> [THE TASK]
Format every line below as a Markdown table with two columns, Row and Line, giving each line its own row number and leaving out any blank lines.

***** DATA RECORDS

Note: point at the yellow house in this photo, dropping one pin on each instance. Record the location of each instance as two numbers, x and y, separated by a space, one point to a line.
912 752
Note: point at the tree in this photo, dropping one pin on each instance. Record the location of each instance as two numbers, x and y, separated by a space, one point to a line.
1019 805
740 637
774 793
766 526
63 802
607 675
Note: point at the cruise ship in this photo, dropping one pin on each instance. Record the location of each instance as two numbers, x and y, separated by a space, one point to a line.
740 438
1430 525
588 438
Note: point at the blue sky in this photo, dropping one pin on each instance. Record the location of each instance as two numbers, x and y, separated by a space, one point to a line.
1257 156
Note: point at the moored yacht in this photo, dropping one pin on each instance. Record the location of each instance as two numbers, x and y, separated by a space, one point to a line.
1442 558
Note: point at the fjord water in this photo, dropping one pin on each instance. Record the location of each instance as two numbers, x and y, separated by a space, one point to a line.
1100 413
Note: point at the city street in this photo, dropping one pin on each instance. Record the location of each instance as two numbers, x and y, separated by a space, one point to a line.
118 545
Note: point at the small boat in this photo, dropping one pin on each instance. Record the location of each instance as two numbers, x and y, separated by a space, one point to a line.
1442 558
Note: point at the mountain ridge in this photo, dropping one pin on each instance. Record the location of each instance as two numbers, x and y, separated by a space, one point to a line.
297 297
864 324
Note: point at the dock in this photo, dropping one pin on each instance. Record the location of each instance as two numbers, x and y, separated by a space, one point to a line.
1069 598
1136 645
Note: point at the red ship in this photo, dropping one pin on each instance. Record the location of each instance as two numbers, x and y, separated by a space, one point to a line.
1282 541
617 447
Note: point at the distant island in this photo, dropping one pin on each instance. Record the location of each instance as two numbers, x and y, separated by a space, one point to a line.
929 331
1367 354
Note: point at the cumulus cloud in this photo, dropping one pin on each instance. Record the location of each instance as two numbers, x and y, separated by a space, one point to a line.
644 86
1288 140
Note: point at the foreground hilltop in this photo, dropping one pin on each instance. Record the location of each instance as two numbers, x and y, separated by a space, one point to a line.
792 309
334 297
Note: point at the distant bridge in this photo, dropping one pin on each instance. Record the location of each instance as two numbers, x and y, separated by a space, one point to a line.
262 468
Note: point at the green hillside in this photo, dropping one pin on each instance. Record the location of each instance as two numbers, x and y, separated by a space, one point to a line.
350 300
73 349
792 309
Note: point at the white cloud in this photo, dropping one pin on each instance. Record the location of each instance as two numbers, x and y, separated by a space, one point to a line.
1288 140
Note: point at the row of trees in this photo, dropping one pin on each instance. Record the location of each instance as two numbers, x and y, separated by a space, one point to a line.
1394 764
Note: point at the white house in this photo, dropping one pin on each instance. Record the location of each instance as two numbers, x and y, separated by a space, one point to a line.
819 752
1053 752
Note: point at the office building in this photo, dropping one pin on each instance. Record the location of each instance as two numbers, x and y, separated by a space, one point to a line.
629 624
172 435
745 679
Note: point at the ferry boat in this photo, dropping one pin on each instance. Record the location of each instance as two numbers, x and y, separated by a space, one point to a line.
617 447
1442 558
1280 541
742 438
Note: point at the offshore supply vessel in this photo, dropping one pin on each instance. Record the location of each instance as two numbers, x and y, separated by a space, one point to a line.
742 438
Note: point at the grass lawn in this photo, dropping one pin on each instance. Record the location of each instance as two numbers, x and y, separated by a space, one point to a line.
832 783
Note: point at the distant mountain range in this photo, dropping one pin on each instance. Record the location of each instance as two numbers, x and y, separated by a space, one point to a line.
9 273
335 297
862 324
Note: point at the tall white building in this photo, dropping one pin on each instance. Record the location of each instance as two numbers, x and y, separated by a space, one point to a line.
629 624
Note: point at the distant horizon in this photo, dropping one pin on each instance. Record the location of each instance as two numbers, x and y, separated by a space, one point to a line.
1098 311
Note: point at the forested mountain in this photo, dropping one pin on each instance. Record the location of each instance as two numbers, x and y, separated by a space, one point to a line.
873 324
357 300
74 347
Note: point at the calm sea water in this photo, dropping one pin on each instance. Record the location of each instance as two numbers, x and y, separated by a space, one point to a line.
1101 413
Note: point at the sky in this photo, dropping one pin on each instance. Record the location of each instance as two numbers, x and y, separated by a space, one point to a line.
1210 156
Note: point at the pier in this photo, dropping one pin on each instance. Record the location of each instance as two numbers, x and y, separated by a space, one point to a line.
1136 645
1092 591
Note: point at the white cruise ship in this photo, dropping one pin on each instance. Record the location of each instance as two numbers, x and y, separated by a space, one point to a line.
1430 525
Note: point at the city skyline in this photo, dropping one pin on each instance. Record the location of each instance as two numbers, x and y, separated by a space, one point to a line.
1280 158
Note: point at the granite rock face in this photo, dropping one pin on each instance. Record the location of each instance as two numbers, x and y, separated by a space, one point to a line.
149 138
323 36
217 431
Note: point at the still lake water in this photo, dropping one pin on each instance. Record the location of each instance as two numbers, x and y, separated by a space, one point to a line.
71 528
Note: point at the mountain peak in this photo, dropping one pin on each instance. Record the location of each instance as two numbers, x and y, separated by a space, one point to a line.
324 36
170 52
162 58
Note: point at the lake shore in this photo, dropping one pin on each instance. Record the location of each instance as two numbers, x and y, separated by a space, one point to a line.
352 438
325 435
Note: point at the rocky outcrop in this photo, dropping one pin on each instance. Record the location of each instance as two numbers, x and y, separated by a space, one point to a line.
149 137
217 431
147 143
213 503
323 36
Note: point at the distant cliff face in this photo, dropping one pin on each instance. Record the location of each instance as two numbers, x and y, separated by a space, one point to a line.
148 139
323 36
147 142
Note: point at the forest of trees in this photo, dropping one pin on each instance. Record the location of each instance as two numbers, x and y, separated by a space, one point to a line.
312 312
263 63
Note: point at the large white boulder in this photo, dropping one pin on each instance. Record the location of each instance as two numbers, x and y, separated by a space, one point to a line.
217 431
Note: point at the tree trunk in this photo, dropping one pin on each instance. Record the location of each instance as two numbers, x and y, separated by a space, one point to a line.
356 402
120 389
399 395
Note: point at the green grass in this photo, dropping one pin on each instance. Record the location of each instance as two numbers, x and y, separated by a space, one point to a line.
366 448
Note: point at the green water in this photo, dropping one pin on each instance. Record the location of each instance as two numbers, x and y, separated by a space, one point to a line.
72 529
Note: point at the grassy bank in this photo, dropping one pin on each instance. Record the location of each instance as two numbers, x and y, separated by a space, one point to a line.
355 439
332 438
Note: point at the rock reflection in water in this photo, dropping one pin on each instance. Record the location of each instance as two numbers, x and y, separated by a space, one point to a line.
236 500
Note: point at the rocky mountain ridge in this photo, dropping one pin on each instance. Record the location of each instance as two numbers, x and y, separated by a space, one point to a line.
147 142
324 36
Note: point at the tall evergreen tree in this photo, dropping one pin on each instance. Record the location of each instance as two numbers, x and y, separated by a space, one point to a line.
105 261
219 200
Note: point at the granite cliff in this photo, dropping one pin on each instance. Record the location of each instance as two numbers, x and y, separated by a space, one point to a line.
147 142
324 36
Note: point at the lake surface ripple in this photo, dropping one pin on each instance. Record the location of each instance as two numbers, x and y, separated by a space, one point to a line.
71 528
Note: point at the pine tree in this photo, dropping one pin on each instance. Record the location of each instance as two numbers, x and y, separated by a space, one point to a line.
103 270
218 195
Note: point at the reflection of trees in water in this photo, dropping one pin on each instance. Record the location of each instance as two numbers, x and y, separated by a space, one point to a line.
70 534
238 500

**********

> [EXERCISE ANSWER]
| Row | Line |
|---|---|
| 1 | Note: point at the yellow house in this photo, dropping one pin on each instance. Record the location of each instance as two numbers, x and y, separated by a space, one point to a line. |
| 2 | 912 752 |
| 3 | Note: point at the tree in this photo, dropping one pin on each instance. Record the location of each instance as two numbers, x and y, separated by a space, one point to a line. |
| 4 | 1019 805 |
| 5 | 740 637 |
| 6 | 774 793 |
| 7 | 766 526 |
| 8 | 63 802 |
| 9 | 607 675 |
| 10 | Note: point at the cruise ship in this photo, dropping one pin on each instance. Record the location of each instance as two numbers, x and y, separated by a space, one point to a line. |
| 11 | 740 438 |
| 12 | 1430 525 |
| 13 | 588 438 |
| 14 | Note: point at the blue sky in this photo, dropping one pin on each instance. Record the location of each instance as two numbers, x and y, separated by a space, one point to a line. |
| 15 | 1257 156 |
| 16 | Note: point at the moored yacht in this photo, dropping one pin on each instance. Record the location of each instance as two numbers, x and y, separated by a space, one point to a line. |
| 17 | 1442 558 |
| 18 | Note: point at the fjord water in this photo, dropping one pin on each instance. Record the location of each instance as two numbers, x and y, separated by a space, one point to a line. |
| 19 | 1100 413 |
| 20 | Note: point at the city street in this photo, dropping one pin on each instance. Record the location of each instance as two numbers, x and y, separated by a space, one point to a line. |
| 21 | 118 545 |
| 22 | Note: point at the small boat in this photo, dropping one pin on each instance. Record the location of each instance as two numbers, x and y, separated by a space, one point to a line. |
| 23 | 1442 558 |
| 24 | Note: point at the mountain ridge in this photo, dropping one pin on each instance. Record the location of each instance as two numbers, x and y, separated by a space, one point to a line. |
| 25 | 297 297 |
| 26 | 864 324 |
| 27 | Note: point at the dock in this photo, dropping one pin on each instance. Record the location of each instance as two numbers, x and y, separated by a space, one point to a line. |
| 28 | 1069 598 |
| 29 | 1136 645 |
| 30 | Note: point at the red ship in this photo, dropping one pin on each instance. Record the location of each instance as two numbers, x and y, separated by a space, one point to a line. |
| 31 | 1282 541 |
| 32 | 617 447 |
| 33 | Note: point at the distant island in this photo, dropping one pin on each instance. Record the location of each instance as two numbers, x and y, separated by a space, one point to a line. |
| 34 | 929 331 |
| 35 | 1367 354 |
| 36 | Note: point at the cumulus cloud in this photo, dropping one pin on each instance. Record the location of each instance as two numbers, x and y, separated by a space, one point to a line. |
| 37 | 644 86 |
| 38 | 1288 140 |
| 39 | Note: point at the foreground hilltop in this photo, dropping one pin on each instance. Record the location of each instance as two numbers, x and y, separated by a space, one point to a line. |
| 40 | 792 309 |
| 41 | 334 297 |
| 42 | Note: point at the distant bridge in this photo, dropping one pin on each instance. Record the location of each instance as two numbers, x and y, separated by a space, one point to a line. |
| 43 | 262 468 |
| 44 | Note: point at the green hillside in this photo, dropping one pin on each instance. Record the location of each instance as two numbers, x and y, separated by a space, one point to a line. |
| 45 | 350 300 |
| 46 | 73 349 |
| 47 | 792 309 |
| 48 | Note: point at the white cloud in this photo, dropping one pin on each instance. Record the location of each instance as two numbers, x and y, separated by a space, one point to a line. |
| 49 | 1288 140 |
| 50 | Note: point at the row of trees in this photo, dropping one pin on each instance. Record the location of each instance as two numbers, x and y, separated by a space, one point to a line. |
| 51 | 1394 764 |
| 52 | Note: point at the white house in this photo, dropping one pin on each instance. Record the location of each instance as two numbers, x and y, separated by a space, one point to a line. |
| 53 | 819 752 |
| 54 | 1053 752 |
| 55 | Note: point at the office building in this photo, dropping one pin on each instance. Record the location of each instance as two numbers, x and y, separated by a space, one point to a line. |
| 56 | 629 624 |
| 57 | 172 435 |
| 58 | 745 679 |
| 59 | Note: point at the ferry boat in this photo, dropping one pin on each instance. Record the location of each instance as two numbers, x and y, separated by a space, one point to a line. |
| 60 | 617 447 |
| 61 | 1442 558 |
| 62 | 1280 541 |
| 63 | 742 438 |
| 64 | Note: point at the offshore supply vessel in this photo, dropping one pin on each instance. Record the location of each instance as two numbers, x and y, separated by a space, one point to a line. |
| 65 | 742 438 |
| 66 | Note: point at the grass lawn in this photo, dropping one pin on each instance. Record the location of each instance as two numbers, x and y, separated by a space, one point to a line. |
| 67 | 832 783 |
| 68 | Note: point at the distant mountain range in this photo, dropping one pin on each instance. Record the location of each instance as two numbers, x and y, separated by a space, one point to a line. |
| 69 | 9 273 |
| 70 | 335 297 |
| 71 | 862 324 |
| 72 | Note: point at the tall white building in this photo, dropping one pin on each instance. Record the location of each instance as two numbers, x and y, separated by a space, one point to a line. |
| 73 | 629 624 |
| 74 | Note: point at the distant horizon in this photo, dropping one pin on each instance. Record the location of each instance as two numbers, x and y, separated by a space, one point to a line. |
| 75 | 1098 311 |
| 76 | Note: point at the forested mountain in this photo, dropping one pin on each instance. Record the location of each instance as two numbers, x and y, separated by a space, one point to a line. |
| 77 | 873 324 |
| 78 | 357 300 |
| 79 | 74 347 |
| 80 | Note: point at the calm sea water in this photo, dropping one pin on each instance. Record the location of each instance as two numbers, x and y, separated by a space, one point to a line. |
| 81 | 1101 413 |
| 82 | Note: point at the sky in this photo, dropping one pin on each instance. Record the location of each instance as two numbers, x and y, separated by a space, one point to a line. |
| 83 | 1210 156 |
| 84 | Note: point at the pier in this photo, dropping one pin on each instance. Record the location of each instance as two numbers, x and y, separated by a space, one point to a line. |
| 85 | 1136 645 |
| 86 | 1092 591 |
| 87 | Note: point at the white cruise ship in this photo, dropping one pin on each instance. Record the location of each instance as two numbers, x and y, separated by a space, one point to a line. |
| 88 | 1430 525 |
| 89 | Note: point at the city skyline in this photo, dropping one pin on each instance. Record the location of each instance as two numbers, x and y, separated by a space, one point to a line. |
| 90 | 1280 158 |
| 91 | Note: point at the granite rock face in this photo, dropping one pin on each instance. Record the location of each instance as two numbers, x and y, separated by a space, one point to a line. |
| 92 | 149 138 |
| 93 | 323 36 |
| 94 | 217 431 |
| 95 | Note: point at the still lake water in this photo, dropping one pin on each instance. Record the location of each instance as two numbers, x and y, separated by a space, one point to a line. |
| 96 | 71 528 |
| 97 | Note: point at the mountain peak in this photo, dropping one pin on each instance. Record the location of each instance as two numbers, x and y, separated by a space, one point to a line. |
| 98 | 324 36 |
| 99 | 170 52 |
| 100 | 162 58 |
| 101 | Note: point at the lake shore in this photo, dropping one pin on each instance. Record the location of each instance as two numbers, x and y, separated by a space, one point to a line. |
| 102 | 352 438 |
| 103 | 325 435 |
| 104 | Note: point at the rocky outcrop in this photo, dropping one pin on each instance. Record the location of each instance as two numbers, x and y, separated by a space, one point to a line. |
| 105 | 149 137 |
| 106 | 217 431 |
| 107 | 147 143 |
| 108 | 213 503 |
| 109 | 323 36 |
| 110 | Note: point at the distant cliff face in this photo, dropping one pin on each instance. Record the location of each instance as two numbers, x and y, separated by a space, one point to a line. |
| 111 | 148 139 |
| 112 | 323 36 |
| 113 | 147 142 |
| 114 | Note: point at the forest of trees in this photo, dropping one pin on each instance. Record the location of each instance as two numbers, x and y, separated by a space, one point to a line. |
| 115 | 312 312 |
| 116 | 263 63 |
| 117 | Note: point at the large white boulder in this photo, dropping one pin on each instance. Record the location of each instance as two numbers, x and y, separated by a space, one point to a line. |
| 118 | 217 431 |
| 119 | Note: point at the tree trunk in this photo, dropping one pin on each instance. Record the location of each instance as two numbers, x and y, separated by a space, one point to a line. |
| 120 | 356 402 |
| 121 | 120 389 |
| 122 | 399 395 |
| 123 | Note: point at the green grass in this photo, dropping one pin on each instance. Record the location of each instance as two numbers, x and y, separated by a space, one point to a line. |
| 124 | 366 448 |
| 125 | Note: point at the green water in this photo, dropping one pin on each instance. Record the location of each instance as two numbers, x and y, separated by a space, one point to a line. |
| 126 | 72 529 |
| 127 | Note: point at the grassy bank in this photo, dropping one pin on each instance. Record the location of each instance as two numbers, x and y, separated by a space, one point to a line. |
| 128 | 355 439 |
| 129 | 332 438 |
| 130 | Note: point at the rock reflection in water in this photo, dropping one pin on each instance. Record the location of each instance as two numbers, x and y, separated by a space, one point to a line. |
| 131 | 236 500 |
| 132 | Note: point at the rocky mountain ridge in this photo, dropping one pin on each instance. Record the location of each instance as two numbers, x and y, separated by a space, one point to a line. |
| 133 | 147 142 |
| 134 | 324 36 |
| 135 | Note: point at the tall evergreen tree in this photo, dropping one pin on each instance. Record the location of each instance as two numbers, x and y, separated by a space, one point to a line. |
| 136 | 105 261 |
| 137 | 219 200 |
| 138 | Note: point at the granite cliff in this photo, dropping one pin on each instance. Record the location of each instance as two numbers, x and y, separated by a space, one point to a line. |
| 139 | 147 142 |
| 140 | 324 36 |
| 141 | Note: point at the lake surface ripple in this photo, dropping one pin on each instance. Record the location of each instance as two numbers, x and y, separated by a space, one point to a line. |
| 142 | 71 528 |
| 143 | Note: point at the pine tree in this photo, dropping one pin on each instance. Record the location of each instance as two numbers, x and y, separated by a space, one point to a line. |
| 144 | 103 270 |
| 145 | 218 195 |
| 146 | Note: point at the reflection of trees in water in this photo, dropping one pin on each instance. Record the location of each instance as two numbers, x and y, separated by a space, one point to a line. |
| 147 | 70 534 |
| 148 | 238 500 |